- STATED TASK -
From the listing below, copy every line that contains the string "object". Case counts, so match capital and lowercase letters exactly.

[begin RECORDS]

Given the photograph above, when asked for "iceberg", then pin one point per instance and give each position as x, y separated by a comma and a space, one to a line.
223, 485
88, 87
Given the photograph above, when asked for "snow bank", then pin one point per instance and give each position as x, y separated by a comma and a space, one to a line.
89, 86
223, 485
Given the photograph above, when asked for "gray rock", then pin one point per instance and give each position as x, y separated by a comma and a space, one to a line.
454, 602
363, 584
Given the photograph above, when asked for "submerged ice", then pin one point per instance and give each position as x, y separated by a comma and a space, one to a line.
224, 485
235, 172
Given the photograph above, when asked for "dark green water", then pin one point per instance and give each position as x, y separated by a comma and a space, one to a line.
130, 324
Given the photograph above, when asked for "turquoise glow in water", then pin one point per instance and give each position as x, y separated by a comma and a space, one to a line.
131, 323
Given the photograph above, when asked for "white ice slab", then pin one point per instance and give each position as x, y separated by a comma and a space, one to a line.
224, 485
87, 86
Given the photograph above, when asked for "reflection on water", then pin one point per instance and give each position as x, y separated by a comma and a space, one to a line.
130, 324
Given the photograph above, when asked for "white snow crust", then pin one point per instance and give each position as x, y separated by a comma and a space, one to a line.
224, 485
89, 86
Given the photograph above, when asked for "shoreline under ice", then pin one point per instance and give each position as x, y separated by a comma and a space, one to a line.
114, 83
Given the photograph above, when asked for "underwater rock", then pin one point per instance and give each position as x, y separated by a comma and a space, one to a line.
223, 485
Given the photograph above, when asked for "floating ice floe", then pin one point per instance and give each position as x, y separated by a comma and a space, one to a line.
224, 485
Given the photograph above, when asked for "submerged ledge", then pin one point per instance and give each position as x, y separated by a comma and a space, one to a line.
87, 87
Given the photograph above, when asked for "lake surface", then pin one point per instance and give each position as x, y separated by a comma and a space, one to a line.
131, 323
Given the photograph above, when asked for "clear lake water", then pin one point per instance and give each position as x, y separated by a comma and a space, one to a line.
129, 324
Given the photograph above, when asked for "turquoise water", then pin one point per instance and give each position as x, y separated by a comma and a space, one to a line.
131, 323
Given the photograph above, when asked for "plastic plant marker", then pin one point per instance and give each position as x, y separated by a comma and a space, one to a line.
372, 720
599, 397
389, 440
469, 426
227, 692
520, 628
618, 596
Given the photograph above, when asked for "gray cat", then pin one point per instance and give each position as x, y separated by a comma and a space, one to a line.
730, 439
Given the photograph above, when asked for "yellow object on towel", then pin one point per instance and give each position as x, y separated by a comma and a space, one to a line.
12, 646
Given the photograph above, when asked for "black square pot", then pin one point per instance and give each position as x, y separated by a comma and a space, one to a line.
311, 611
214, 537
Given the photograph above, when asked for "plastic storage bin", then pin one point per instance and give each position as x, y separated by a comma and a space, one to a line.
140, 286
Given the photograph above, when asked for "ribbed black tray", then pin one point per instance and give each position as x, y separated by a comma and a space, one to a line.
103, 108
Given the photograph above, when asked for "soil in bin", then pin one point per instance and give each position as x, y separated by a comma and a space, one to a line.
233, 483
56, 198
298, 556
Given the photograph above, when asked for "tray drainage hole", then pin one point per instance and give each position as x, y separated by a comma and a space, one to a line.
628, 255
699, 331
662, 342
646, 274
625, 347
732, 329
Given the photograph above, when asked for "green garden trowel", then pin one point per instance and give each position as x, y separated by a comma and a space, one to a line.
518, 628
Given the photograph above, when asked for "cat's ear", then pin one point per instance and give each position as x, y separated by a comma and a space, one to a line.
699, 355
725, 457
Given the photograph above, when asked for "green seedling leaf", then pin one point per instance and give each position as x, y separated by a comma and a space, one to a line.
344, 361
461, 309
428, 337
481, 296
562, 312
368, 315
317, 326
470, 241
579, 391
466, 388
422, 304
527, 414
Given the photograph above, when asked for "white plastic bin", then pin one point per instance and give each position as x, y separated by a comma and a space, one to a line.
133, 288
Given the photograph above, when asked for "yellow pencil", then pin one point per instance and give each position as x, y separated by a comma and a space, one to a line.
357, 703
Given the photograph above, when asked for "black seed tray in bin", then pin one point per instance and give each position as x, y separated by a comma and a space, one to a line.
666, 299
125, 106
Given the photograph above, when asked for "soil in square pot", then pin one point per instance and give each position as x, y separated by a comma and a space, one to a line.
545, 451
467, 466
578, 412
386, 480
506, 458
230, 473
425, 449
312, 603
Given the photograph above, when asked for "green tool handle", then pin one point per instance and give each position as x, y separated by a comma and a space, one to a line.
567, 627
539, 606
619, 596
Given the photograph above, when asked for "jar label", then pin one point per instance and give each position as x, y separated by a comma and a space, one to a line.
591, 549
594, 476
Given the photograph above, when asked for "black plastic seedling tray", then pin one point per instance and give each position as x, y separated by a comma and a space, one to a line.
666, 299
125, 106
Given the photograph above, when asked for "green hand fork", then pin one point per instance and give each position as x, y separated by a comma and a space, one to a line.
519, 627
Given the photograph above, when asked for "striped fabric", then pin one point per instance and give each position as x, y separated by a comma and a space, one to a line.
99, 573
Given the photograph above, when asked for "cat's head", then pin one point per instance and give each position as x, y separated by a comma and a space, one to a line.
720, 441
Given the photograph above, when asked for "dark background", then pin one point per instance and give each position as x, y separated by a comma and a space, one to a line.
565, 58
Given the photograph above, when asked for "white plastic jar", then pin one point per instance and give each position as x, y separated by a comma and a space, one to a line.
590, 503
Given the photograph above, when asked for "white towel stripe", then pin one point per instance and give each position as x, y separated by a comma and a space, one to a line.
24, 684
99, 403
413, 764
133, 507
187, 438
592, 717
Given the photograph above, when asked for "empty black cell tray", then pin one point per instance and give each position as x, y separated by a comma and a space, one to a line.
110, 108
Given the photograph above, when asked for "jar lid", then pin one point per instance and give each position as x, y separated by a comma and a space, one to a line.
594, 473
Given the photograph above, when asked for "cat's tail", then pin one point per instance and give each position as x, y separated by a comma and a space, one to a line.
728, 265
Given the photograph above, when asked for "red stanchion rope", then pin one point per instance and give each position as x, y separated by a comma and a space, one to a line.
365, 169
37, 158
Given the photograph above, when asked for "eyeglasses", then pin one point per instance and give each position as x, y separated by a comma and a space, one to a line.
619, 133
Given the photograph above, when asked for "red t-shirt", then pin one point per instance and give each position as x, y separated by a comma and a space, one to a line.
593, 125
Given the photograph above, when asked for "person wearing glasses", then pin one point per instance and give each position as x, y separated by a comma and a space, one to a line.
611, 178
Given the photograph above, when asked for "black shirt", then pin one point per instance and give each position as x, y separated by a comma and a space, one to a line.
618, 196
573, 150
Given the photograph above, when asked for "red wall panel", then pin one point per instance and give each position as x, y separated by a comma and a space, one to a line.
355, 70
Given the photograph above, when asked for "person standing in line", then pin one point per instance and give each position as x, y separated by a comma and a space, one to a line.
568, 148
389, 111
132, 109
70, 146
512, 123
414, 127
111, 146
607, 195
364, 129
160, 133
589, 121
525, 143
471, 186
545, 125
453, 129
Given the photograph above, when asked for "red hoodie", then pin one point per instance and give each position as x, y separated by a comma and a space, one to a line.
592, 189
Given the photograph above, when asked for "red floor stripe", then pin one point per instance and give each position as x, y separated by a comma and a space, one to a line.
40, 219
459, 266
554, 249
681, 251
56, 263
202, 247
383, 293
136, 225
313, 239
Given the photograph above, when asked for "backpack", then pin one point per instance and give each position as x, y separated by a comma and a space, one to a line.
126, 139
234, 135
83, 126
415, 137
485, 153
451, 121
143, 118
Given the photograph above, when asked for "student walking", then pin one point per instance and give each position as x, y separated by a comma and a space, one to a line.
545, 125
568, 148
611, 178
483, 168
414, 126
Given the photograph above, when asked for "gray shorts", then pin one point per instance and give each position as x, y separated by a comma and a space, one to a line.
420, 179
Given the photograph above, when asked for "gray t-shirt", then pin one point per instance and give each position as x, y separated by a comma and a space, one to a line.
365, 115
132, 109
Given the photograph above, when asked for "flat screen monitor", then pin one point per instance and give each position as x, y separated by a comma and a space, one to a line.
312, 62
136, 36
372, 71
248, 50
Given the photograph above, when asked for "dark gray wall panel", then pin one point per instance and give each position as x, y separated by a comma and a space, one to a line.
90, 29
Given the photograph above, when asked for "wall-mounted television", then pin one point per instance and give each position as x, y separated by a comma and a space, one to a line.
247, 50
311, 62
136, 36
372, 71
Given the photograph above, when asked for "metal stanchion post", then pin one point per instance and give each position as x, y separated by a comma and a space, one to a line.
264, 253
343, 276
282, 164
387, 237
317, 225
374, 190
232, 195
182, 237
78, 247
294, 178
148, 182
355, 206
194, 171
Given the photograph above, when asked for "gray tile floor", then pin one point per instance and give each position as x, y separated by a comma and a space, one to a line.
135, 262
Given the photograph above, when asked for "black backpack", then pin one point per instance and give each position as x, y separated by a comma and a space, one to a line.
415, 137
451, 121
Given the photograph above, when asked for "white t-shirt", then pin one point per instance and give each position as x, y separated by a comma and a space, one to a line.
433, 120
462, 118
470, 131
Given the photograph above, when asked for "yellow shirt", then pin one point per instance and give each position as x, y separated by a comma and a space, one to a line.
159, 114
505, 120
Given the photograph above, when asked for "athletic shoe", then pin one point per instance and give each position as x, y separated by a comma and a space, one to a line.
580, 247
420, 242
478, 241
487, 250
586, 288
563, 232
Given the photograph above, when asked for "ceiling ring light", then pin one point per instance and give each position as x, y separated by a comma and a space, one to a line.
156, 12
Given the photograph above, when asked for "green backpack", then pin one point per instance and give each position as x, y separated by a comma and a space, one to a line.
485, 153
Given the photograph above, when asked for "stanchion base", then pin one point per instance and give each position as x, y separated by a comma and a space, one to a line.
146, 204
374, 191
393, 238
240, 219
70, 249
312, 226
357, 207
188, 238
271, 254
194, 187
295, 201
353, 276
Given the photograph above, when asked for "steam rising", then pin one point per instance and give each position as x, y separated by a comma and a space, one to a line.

[end RECORDS]

- RESULT -
Given the photograph above, when asked for "yellow object on towel", then pin one point per instance and give each position as x, y separated by a comma and a space, one to a line.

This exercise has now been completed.